- [JOB] State how many lines in the rows below contain the string "negative", giving only the number.

'''

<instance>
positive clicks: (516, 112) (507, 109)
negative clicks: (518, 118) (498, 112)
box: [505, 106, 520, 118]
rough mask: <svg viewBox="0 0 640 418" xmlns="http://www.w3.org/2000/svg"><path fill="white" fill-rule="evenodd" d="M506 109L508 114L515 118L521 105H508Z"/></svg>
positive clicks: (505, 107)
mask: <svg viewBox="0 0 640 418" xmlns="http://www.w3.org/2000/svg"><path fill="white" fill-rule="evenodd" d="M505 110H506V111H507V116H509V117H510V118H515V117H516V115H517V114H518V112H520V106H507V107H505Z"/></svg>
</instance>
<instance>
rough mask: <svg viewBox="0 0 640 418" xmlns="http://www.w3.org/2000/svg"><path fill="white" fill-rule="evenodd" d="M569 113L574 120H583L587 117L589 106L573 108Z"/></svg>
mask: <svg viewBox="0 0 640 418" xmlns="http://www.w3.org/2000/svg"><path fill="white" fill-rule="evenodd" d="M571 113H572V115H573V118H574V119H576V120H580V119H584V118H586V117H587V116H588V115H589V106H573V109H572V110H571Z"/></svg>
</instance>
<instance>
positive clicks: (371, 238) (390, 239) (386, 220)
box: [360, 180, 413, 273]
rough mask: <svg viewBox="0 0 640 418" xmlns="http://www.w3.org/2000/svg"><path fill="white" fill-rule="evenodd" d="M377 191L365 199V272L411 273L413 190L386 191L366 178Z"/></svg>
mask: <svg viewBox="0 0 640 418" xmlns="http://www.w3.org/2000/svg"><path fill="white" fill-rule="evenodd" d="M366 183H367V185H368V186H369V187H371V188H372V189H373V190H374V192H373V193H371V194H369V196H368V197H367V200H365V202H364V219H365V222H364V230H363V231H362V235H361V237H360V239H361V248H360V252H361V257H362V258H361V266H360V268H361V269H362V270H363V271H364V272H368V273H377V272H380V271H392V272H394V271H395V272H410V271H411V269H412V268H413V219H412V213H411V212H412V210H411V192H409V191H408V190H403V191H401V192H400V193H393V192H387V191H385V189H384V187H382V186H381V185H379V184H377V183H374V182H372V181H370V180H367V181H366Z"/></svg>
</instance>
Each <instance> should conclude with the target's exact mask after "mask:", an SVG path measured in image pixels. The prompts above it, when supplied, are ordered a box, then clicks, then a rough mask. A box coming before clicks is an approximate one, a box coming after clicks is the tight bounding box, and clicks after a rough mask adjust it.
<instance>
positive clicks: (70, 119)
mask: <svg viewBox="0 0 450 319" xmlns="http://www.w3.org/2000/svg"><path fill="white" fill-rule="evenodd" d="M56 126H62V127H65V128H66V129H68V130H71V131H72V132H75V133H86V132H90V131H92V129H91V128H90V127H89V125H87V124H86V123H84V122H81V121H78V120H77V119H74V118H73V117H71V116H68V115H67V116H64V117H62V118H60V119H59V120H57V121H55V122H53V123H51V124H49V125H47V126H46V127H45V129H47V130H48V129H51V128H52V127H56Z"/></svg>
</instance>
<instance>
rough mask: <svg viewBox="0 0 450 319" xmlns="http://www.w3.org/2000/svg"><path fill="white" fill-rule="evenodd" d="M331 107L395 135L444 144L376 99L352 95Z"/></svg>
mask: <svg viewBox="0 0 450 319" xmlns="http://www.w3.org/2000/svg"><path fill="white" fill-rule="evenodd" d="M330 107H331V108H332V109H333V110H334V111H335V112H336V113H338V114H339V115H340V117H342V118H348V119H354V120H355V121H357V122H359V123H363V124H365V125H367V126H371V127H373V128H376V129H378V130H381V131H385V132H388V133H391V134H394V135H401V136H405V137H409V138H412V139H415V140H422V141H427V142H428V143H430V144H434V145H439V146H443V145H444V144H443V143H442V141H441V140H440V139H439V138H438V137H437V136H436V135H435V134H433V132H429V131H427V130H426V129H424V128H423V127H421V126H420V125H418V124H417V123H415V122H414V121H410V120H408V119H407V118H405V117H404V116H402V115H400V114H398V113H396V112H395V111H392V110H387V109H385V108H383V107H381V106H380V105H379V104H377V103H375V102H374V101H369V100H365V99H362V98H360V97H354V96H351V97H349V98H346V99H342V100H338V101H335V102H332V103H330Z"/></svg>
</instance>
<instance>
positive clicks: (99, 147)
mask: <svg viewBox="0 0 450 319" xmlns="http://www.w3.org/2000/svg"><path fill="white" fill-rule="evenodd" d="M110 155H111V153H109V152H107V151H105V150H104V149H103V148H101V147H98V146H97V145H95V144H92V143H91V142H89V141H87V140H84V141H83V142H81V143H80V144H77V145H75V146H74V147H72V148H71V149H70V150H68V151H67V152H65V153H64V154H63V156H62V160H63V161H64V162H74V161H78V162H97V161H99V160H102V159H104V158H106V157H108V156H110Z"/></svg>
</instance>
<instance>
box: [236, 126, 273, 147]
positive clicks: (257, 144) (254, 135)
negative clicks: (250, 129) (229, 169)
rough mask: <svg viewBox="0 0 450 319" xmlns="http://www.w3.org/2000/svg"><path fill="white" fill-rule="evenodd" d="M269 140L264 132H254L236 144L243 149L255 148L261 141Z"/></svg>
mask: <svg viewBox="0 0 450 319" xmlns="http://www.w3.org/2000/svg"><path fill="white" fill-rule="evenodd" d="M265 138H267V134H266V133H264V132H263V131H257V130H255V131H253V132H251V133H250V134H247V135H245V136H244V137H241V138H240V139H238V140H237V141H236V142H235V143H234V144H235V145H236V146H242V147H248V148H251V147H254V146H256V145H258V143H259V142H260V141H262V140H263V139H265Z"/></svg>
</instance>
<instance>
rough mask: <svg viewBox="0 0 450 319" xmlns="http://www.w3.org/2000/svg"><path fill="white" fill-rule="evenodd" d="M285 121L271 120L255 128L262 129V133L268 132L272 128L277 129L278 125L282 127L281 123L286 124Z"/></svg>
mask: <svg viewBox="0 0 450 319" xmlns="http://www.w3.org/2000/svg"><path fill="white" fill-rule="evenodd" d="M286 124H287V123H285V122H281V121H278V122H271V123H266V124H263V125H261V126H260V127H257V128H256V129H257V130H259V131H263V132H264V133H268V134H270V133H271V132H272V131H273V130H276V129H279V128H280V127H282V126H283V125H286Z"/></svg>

'''
'''

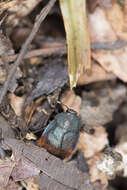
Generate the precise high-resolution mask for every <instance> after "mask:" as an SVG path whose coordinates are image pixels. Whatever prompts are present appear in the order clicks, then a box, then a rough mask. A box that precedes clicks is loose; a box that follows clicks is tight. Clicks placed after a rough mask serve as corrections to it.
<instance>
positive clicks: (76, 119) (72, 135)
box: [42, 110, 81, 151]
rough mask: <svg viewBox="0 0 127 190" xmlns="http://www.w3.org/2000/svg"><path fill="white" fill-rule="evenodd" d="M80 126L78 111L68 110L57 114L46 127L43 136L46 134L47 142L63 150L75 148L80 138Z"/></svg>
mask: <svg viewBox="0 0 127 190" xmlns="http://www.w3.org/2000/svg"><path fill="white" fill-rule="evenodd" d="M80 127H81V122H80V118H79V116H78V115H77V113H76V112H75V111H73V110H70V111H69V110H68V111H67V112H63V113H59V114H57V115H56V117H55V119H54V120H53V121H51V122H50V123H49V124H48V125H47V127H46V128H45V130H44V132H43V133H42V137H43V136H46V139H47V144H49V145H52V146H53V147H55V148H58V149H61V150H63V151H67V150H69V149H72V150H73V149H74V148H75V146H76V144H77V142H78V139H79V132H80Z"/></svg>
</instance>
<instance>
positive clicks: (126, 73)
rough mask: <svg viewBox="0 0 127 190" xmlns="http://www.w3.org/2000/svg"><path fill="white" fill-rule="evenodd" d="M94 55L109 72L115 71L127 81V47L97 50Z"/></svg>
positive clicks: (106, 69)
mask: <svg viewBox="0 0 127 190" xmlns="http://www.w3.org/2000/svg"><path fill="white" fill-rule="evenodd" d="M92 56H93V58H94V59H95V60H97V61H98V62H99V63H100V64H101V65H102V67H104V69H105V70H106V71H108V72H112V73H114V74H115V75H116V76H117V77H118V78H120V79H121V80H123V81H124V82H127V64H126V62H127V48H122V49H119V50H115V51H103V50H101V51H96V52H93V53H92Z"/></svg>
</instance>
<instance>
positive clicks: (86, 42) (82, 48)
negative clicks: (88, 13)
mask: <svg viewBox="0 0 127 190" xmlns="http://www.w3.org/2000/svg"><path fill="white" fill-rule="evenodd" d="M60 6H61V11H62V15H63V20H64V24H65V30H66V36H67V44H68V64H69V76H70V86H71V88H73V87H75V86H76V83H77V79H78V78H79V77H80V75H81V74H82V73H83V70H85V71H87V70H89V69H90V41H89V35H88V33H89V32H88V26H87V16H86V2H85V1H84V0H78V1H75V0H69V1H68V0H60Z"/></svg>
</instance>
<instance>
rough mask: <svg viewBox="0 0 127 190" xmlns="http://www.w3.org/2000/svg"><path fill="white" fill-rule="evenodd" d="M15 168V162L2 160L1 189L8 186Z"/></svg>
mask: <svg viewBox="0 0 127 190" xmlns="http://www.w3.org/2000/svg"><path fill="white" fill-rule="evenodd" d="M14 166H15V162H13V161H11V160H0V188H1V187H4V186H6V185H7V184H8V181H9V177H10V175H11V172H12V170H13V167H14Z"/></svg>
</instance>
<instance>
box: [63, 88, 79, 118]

'''

- [TASK ANSWER] 3